▶ _Your goal_
Please return every record below exactly as it stands.

▶ _Data under study_
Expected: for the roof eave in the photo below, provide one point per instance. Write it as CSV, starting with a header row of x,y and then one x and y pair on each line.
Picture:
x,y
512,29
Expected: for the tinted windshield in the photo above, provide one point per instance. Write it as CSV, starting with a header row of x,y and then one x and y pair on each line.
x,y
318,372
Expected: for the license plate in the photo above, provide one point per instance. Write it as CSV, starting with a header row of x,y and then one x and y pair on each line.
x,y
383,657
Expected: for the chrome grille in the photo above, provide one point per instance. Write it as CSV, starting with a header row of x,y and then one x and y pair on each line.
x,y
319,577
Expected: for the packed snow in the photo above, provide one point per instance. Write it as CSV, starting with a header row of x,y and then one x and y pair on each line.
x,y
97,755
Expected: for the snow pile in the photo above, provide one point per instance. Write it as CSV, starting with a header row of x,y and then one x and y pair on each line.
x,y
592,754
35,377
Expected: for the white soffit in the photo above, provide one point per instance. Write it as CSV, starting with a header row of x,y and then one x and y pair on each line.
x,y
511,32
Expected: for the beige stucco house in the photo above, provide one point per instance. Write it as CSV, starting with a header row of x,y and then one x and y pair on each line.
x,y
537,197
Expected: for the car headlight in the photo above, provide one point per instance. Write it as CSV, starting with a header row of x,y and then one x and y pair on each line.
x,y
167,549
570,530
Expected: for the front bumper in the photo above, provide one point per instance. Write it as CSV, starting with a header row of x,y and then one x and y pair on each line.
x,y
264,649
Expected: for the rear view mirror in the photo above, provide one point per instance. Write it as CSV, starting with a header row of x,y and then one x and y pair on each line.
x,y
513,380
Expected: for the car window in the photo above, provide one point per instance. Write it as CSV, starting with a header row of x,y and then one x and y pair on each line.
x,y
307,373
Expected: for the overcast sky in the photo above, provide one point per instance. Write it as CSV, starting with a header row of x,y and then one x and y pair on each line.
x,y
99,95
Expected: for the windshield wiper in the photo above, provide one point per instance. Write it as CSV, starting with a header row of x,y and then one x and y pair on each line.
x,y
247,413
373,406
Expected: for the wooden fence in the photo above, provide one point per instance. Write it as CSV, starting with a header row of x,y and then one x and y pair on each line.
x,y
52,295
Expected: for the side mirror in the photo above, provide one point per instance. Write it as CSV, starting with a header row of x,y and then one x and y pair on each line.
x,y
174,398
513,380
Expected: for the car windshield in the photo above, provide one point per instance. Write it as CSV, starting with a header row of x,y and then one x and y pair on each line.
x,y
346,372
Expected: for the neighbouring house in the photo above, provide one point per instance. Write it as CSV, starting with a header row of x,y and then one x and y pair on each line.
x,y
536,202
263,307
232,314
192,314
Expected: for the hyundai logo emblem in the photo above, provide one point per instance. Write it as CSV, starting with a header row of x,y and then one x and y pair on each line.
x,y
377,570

▶ _Answer box_
Expected: for the roof eave in the photo below, provide one point per instance. Write it as CSV, starting with a header row of x,y and then one x and y pair on each line.
Picture:
x,y
512,29
Expected: for the tinted windshield in the photo above, provide one point per instance. Write it as CSV, starting with a header row of x,y and then one x and y pair on each line.
x,y
318,372
Expected: for the license plate in the photo above, provide one point per instance. Write it as CSV, starting with a header row of x,y and then one x and y pair on each line.
x,y
383,657
Expected: for the chrome grille in the photo above, provide one point per instance. Write it as CSV, starting with a header row of x,y and then one x and y pair on each line.
x,y
319,577
Expected: for the packed snow in the photo above, provide one point per instance. Write it as CSV, starting with a header row of x,y and then one x and y pair on each line.
x,y
97,755
Expected: for the snow pile in the photo above, provide one point per instance. Write it as CSV, starting with a header row of x,y and then one x and y pair on each line.
x,y
592,754
35,377
Expected: for the white soffit in the photo above, provide one point per instance. Write it as CSV, starting with a header row of x,y and then one x and y pair on each line.
x,y
511,32
Expected: for the beige stucco house in the photo above, provide one point per instance. Write it as CSV, starting with a header row of x,y and then one x and y pair on each line.
x,y
537,197
Expected: for the car headlight in the photo above, provide one point per instance. Write it as CSV, starting with a header row of x,y and then one x and y pair on each line.
x,y
167,549
570,530
Expected: for the front bumper in the photo above, provide one point per instance. Write it as CSV, starting with a header row of x,y and then one x and y pair on each line.
x,y
264,649
Expected: for the rear view mirror in the photo above, provide one point per instance. Write it as CSV, starting with a header row of x,y and then one x and y pair on each line.
x,y
513,380
Expected: for the car window in the photo above, provide one point per instance. Write it as CSV, starting with a header row of x,y and then one x and y pair on each line.
x,y
307,373
Expected: for the overcast sky in the photo above, provide one point per instance. Write it as CSV, starting with a header row of x,y and then one x and y pair on each line.
x,y
99,95
Expected: for the windshield wiper in the photo above, provide one point per instance. Write it as CSV, starting with a header row of x,y and then one x and y pair on each line.
x,y
247,413
373,406
Expected: for the wooden fence in the photo above, provide one point per instance. Write it as CSV, starting with a header row of x,y and then one x and y pair on each line.
x,y
52,295
Expected: for the side mirror in the photo above, provide one point per instance. Write it as CSV, starting with a header row of x,y and then one x and y pair on each line.
x,y
174,398
513,380
Expected: for the car windshield in the photo above, provide one point per instance. Write it as CSV, starting with a header row of x,y and then one x and y pair on each line.
x,y
346,372
Expected: for the neighbouring house in the photo above, provide one point per instance. Write it as CSV, starting with a header row of x,y and then one x and y pair on each line.
x,y
536,202
263,307
232,314
192,314
Expected: for the hyundai logo emblem in the photo above, provide one point per instance. Write it as CSV, starting with a header row of x,y and then one x and y pair on each line.
x,y
377,570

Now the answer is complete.